• _Task directions_:
Print the full listing exactly.

• _The input_:
=-=-=

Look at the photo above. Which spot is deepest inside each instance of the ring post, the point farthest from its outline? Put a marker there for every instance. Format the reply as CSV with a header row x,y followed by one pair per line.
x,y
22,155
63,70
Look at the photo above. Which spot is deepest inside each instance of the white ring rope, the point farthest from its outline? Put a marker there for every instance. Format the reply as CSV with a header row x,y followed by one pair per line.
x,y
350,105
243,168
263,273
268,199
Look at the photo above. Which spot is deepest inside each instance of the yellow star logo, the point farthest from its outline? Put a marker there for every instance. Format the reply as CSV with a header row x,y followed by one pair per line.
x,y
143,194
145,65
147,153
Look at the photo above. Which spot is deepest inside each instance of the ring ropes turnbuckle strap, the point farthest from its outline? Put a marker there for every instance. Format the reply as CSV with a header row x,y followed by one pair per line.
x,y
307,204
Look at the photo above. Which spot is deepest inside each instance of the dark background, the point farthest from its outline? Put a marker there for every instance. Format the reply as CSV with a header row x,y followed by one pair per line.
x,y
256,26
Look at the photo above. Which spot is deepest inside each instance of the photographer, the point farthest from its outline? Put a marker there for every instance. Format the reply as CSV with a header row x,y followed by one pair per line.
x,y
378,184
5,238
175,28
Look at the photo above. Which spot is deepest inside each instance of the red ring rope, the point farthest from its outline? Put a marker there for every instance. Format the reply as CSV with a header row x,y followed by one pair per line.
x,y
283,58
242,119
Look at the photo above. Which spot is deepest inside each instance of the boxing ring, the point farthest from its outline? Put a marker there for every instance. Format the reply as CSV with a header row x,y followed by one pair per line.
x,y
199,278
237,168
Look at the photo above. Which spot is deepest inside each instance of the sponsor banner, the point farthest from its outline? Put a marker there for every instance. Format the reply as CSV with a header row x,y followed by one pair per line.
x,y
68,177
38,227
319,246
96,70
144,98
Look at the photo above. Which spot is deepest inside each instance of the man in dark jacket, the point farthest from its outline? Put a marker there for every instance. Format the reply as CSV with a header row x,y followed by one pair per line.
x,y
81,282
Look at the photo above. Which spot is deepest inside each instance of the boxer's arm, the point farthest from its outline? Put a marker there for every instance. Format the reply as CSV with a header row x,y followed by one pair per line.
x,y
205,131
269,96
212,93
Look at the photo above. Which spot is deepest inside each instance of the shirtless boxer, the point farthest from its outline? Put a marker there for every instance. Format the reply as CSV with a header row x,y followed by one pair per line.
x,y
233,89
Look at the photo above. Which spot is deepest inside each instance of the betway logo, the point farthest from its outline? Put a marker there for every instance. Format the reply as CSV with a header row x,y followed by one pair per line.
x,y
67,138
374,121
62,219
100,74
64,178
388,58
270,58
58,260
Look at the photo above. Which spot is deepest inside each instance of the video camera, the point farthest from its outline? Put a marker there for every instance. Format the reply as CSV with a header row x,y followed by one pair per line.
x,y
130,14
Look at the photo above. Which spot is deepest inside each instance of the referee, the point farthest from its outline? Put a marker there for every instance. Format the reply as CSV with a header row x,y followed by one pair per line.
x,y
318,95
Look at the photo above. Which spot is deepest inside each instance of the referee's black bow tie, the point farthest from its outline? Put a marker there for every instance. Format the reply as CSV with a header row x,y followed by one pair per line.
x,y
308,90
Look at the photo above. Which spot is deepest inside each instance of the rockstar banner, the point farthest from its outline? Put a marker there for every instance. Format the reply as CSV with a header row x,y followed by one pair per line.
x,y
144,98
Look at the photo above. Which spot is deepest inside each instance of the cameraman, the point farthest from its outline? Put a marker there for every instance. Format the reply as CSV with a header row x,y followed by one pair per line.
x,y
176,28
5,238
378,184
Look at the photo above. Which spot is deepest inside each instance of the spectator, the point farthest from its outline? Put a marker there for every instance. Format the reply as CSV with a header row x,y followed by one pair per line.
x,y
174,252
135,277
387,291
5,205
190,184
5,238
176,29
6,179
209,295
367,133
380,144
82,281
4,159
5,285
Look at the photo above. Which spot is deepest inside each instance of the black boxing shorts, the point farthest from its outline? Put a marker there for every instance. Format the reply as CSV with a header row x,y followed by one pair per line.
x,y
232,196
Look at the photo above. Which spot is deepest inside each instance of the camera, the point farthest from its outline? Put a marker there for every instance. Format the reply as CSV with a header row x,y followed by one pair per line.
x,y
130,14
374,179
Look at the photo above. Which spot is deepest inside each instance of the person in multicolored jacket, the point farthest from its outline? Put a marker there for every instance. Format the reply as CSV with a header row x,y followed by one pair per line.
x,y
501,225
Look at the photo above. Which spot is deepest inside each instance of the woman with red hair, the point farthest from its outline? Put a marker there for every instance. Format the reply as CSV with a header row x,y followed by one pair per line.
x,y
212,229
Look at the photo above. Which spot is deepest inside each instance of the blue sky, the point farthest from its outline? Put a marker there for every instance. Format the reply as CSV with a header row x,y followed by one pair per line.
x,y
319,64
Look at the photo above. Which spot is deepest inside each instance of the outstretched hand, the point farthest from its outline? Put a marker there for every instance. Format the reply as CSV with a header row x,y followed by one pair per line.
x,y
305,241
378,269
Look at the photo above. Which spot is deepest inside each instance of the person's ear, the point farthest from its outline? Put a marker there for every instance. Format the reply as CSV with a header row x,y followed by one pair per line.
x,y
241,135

=-=-=

• _Exercise result_:
Look at the photo above. Which spot is deepest inside each instance of the ring post, the point farthest from its outline? Put a marker there for every instance. Format the reply as CSV with a header row x,y followed by one pair per line.
x,y
22,155
63,70
Look at the photo above. Which spot is deepest inside each instance of the white ring rope, the point farthest from its outline? Put a marker there for every instance. Format the reply as CSV with a header row x,y followed by one pair per line.
x,y
350,105
243,168
263,273
268,199
Look at the photo above. Which spot is deepest inside each instance of the yellow star logo, the point farthest from its outline? Put a marker there for every instance. Format the reply as CSV with a header row x,y followed by one pair per line.
x,y
143,194
145,65
147,153
Look at the photo above. Which spot is deepest inside each instance of the ring ropes turnbuckle strap, the point farthest from its outline? Put a marker there for every instance. Format the reply as CSV with a header row x,y followed by one pair per line.
x,y
307,204
Look at the photo above. Which spot is deepest inside each instance of the dark background, the point farthest from its outline? Put a marker there for every instance. Format the reply as CSV with a header row x,y followed by one pair per line.
x,y
256,26
Look at the photo above. Which spot is deepest inside each instance of the photographer, the point farthest from its outline? Put a marker there for every instance. Format the reply as CSV with a header row x,y followed by one pair per line.
x,y
378,184
5,238
175,28
Look at the photo above. Which spot is deepest inside each instance of the red ring rope, the point farthest from its outline? Put a marker there for every instance. Format the reply as CSV with a header row x,y followed by one pair per line.
x,y
283,58
242,119
Look at the photo above. Which spot is deepest inside each instance of the boxing ring, the point farthest from its outline? Put a marker there for every instance. Format the reply as CSV with a header row x,y followed by one pair per line.
x,y
199,278
237,168
Look at the photo above. Which spot is deepest inside each instance of the sponsor banner, the point farthest from its outline? Put a marker there for every instance. Format the reply as CSV with a header row x,y followed by one pair per line.
x,y
68,177
38,227
319,246
96,70
144,98
Look at the photo above. Which spot is deepest inside each instance of the man in dark jacket, the point farthest from its outline? Put a marker there for every instance. Format the reply as CSV with a header row x,y followed by one pair per line.
x,y
81,282
Look at the photo above. Which spot is deepest inside each instance of the boxer's arm, the point farthest from its outline? Put a marker there for every instance. Format the reply as CSV with a header row x,y followed by one pair per line.
x,y
205,131
269,96
212,93
Look at the photo above. Which spot is deepest inside each instance of the shirtless boxer, the point farthest from its outline? Put a marker there for every instance. Format the reply as CSV with a header row x,y followed by one pair per line.
x,y
233,89
Look at the photo above. Which spot is deepest inside each instance of the betway logo, the point farthest from its outline? Put a marker there for every instance. Format the reply as CSV with a header row x,y followed by one pair per line.
x,y
67,138
374,121
62,219
100,74
64,178
388,58
270,58
58,260
Look at the photo above. Which spot is deepest inside each instance of the video camera, the point farthest from its outline? Put a marker there for every instance. Format the reply as CSV with a header row x,y followed by one pair per line.
x,y
130,14
Look at the photo above. Which spot is deepest inside each instance of the referee, the point farthest from its outline? Put a marker there for every instance. Format the reply as CSV with a header row x,y followed by one pair per line.
x,y
318,95
Look at the photo above. Which spot is deepest inside each instance of the referee's black bow tie, the point farthest from its outline? Put a marker there for every instance. Format the reply as CSV with a header row x,y followed by one pair per line.
x,y
308,90
Look at the photo above. Which spot is deepest inside each instance of the rockstar banner, the point farthest from its outline? Put a marker there for every instance. Format the reply as CSV with a header row x,y followed by one pair per line.
x,y
144,98
Look at the photo above. Which spot is deepest inside each instance of the cameraman, the point farthest from its outline? Put a marker there for every instance. Format the reply as CSV with a header row x,y followed by one pair per line.
x,y
176,28
5,238
378,184
Look at the photo above. Which spot is deepest inside each instance of the spectator, the point farthest from its outline? Put a marker there for every instance. Format the reply as CSV with a header row x,y followed by one pair per line.
x,y
174,252
135,277
387,291
5,205
190,184
5,238
176,29
6,179
209,295
367,133
380,144
82,281
4,159
5,285
Look at the photo above. Which spot is deepest inside each instance of the black boxing shorts, the point farthest from its outline? Put a marker there for every instance. Format the reply as CSV with a header row x,y followed by one pair per line.
x,y
232,196
Look at the photo above. Which spot is deepest inside each instance of the camera, the point farthest from its outline? Put a marker there for every instance. Format the reply as CSV with a header row x,y followed by one pair per line.
x,y
130,14
374,179
Look at the photo above. Which spot is deepest inside each instance of the person in multicolored jacket, the point farthest from its outline? Put a marker there for every instance. Format the reply as CSV with a header row x,y followed by one pair per line.
x,y
501,225
Look at the photo above. Which spot is deepest inside each instance of the woman with red hair, the point farthest from its outline? Put a marker there for every instance. Format the reply as CSV with a header row x,y followed by one pair per line.
x,y
212,229
Look at the photo above. Which spot is deepest inside each instance of the blue sky, the point farthest from its outline? Put a marker there for every instance. Format the reply as CSV with a header row x,y followed by one pair per line.
x,y
319,64
Look at the photo above. Which spot is deepest inside each instance of the outstretched hand, the point farthest from its outline? Put a marker there for every instance. Format the reply as CSV with a header row x,y followed by one pair per line.
x,y
305,241
378,269
Look at the photo above. Which spot is deepest inside each instance of the person's ear, the point farthest from its outline? Put a marker there for every instance. Format the reply as CSV with a header row x,y followed by one pair per line.
x,y
241,135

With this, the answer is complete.